## PROBLEM DESCRIPTION
Search the entries for lines that contain the word "concrete", and report each one found.

(Dataset excerpts)
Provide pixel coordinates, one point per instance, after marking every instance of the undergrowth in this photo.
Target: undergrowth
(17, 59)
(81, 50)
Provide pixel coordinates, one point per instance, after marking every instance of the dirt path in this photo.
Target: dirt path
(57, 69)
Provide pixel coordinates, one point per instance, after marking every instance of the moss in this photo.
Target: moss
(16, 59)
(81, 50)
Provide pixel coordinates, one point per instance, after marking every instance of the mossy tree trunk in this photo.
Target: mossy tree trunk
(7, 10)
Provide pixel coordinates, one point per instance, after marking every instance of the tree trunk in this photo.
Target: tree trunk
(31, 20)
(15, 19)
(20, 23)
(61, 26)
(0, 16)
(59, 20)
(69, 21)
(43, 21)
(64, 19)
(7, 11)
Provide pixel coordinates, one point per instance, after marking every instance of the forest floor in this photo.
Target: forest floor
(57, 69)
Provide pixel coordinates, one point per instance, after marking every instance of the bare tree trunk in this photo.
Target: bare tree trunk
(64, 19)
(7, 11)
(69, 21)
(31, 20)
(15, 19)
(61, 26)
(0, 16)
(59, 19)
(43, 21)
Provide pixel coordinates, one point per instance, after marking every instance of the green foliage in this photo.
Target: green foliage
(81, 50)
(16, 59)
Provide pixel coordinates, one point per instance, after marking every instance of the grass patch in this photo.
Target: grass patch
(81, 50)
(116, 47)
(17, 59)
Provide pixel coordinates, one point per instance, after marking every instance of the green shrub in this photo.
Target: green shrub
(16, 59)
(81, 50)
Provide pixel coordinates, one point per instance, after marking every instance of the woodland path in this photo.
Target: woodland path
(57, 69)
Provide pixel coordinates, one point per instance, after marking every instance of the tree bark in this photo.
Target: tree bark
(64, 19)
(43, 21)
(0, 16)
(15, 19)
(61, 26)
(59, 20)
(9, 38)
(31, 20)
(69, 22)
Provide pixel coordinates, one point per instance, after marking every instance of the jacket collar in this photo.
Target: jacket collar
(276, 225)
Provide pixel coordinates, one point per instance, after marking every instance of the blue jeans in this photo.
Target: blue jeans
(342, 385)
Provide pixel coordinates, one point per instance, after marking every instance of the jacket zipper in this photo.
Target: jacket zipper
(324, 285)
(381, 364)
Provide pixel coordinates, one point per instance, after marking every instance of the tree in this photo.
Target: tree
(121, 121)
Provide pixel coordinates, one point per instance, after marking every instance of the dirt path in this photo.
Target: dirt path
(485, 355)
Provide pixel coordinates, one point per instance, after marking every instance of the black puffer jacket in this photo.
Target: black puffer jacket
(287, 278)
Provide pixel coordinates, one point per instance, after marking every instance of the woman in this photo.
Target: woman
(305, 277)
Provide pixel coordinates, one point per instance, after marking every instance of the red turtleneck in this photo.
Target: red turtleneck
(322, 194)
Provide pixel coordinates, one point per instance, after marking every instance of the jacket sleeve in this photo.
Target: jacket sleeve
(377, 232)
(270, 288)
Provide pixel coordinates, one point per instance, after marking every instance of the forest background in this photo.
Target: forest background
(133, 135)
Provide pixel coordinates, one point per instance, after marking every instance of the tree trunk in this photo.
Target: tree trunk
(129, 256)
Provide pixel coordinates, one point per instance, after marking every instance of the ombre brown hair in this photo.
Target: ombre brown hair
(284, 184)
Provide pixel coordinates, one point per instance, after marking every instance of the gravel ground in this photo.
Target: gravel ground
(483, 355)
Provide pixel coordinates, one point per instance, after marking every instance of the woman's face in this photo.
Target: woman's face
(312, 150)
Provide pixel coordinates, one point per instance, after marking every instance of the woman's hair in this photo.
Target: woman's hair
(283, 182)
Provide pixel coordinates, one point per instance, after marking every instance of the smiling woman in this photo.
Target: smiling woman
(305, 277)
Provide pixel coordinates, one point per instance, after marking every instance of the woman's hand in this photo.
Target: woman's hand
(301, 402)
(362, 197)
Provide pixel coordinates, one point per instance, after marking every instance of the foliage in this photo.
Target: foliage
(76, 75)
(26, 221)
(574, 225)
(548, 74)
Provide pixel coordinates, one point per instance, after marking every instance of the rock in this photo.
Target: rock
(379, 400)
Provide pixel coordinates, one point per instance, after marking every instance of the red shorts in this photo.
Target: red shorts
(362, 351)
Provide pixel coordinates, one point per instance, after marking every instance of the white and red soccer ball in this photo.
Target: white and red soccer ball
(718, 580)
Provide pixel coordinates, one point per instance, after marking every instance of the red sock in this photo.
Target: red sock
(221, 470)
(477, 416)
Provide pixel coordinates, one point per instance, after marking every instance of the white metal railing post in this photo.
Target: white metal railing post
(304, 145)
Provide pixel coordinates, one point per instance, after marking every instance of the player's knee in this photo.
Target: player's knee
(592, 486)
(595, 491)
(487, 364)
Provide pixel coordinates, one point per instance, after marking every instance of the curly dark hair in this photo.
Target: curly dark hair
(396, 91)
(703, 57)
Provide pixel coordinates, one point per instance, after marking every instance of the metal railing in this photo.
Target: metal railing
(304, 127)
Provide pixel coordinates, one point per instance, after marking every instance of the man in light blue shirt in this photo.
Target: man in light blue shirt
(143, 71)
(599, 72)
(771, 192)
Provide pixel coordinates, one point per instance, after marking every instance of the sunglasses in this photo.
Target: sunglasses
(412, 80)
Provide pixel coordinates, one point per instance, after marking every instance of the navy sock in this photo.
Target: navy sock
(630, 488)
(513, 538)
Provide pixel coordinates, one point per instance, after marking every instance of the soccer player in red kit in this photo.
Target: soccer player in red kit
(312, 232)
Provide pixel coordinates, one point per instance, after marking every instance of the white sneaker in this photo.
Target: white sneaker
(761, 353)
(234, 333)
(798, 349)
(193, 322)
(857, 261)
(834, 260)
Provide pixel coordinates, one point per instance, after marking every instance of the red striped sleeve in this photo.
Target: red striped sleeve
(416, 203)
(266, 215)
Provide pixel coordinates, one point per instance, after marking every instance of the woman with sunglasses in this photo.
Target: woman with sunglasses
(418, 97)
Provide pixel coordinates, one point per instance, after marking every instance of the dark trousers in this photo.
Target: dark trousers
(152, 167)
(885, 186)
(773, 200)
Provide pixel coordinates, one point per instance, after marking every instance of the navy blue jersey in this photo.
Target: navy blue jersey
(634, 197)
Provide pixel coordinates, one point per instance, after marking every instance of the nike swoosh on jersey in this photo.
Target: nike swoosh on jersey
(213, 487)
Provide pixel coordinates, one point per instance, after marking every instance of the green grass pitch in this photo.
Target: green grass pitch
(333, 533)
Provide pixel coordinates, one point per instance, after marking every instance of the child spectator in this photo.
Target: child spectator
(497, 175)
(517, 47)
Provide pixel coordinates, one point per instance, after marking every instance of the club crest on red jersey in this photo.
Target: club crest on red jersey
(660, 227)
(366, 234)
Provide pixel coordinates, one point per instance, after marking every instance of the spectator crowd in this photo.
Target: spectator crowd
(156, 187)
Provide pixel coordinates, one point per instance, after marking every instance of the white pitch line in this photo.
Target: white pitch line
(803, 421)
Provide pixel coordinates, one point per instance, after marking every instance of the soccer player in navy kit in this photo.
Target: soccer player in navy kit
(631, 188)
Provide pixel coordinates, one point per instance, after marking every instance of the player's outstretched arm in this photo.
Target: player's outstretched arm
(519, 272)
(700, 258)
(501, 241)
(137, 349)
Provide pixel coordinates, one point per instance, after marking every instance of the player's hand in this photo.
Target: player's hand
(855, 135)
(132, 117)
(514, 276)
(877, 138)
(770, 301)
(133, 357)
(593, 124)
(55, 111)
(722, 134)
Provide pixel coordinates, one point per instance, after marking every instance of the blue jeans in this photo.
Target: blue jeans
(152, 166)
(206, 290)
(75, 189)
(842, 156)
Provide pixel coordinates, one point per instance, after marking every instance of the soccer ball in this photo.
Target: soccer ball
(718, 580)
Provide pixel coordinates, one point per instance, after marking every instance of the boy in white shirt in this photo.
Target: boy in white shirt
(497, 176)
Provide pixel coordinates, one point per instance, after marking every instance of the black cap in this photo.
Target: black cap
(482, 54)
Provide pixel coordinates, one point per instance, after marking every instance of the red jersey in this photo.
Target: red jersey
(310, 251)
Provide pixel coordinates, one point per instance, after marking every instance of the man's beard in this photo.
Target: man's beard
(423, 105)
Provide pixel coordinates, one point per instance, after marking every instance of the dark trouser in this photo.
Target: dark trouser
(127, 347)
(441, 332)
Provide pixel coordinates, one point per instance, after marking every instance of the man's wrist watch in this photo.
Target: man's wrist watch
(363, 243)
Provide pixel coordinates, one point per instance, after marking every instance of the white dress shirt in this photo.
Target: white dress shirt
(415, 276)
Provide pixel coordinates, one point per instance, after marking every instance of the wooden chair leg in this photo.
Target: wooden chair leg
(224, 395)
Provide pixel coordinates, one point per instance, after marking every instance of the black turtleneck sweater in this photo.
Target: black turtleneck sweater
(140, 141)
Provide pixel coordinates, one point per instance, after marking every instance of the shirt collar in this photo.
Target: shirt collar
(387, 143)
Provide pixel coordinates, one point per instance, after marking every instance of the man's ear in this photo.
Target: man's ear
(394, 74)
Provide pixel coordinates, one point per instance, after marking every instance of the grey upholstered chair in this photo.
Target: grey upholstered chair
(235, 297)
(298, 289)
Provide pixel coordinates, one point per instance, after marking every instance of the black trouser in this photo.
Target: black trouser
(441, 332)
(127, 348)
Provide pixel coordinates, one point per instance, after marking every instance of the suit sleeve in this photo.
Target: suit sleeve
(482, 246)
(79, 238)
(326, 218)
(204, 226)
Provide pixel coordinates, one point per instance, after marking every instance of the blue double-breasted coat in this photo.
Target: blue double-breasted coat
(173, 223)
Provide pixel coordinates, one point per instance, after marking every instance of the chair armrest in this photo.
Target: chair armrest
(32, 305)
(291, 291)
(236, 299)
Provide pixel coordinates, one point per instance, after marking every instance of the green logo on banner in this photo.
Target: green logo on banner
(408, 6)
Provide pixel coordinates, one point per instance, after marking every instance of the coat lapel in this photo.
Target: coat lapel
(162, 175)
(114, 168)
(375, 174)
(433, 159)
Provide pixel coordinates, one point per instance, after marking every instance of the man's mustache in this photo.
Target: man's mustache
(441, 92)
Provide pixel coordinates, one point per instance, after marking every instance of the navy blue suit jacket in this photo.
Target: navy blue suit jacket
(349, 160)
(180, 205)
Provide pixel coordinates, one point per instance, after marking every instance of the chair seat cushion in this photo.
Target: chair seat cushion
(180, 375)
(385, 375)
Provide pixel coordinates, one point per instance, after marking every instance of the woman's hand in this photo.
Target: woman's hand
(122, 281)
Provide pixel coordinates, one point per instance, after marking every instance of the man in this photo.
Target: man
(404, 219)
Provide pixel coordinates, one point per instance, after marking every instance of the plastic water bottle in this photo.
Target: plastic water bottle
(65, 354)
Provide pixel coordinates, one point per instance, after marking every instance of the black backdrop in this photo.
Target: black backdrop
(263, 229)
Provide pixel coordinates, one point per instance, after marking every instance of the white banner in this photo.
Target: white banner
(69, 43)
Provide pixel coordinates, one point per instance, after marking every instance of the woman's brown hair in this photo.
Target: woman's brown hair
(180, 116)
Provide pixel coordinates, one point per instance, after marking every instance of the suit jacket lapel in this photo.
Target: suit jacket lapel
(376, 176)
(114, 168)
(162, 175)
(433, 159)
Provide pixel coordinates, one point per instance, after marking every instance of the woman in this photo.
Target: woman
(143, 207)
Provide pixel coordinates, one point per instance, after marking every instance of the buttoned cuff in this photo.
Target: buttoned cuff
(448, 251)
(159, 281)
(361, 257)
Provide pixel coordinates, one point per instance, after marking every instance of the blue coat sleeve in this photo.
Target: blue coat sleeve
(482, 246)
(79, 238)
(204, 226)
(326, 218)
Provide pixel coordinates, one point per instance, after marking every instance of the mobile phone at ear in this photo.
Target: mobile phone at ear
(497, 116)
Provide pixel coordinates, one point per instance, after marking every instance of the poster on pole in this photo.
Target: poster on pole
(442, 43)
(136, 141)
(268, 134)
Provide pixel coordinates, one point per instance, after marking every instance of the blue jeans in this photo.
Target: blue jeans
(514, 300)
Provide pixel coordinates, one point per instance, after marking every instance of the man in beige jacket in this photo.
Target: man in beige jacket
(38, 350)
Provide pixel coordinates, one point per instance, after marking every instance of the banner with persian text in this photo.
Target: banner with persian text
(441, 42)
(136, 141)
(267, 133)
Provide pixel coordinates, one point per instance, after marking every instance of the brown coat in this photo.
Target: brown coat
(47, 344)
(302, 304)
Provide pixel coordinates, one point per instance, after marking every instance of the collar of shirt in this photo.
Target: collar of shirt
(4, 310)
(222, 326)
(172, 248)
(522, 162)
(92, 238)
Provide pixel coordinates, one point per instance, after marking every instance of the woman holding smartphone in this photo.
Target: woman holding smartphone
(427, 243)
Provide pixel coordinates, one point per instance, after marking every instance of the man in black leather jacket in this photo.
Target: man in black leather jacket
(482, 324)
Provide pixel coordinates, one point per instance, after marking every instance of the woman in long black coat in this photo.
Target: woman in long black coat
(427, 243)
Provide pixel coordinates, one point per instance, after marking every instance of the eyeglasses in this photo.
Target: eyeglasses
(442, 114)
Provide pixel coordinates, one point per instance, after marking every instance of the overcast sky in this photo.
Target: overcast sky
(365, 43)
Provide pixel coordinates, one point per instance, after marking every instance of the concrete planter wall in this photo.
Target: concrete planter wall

## TASK RESPONSE
Provide pixel coordinates, one point per instance, after marking every instance of the concrete planter wall in this photo.
Target: concrete planter wall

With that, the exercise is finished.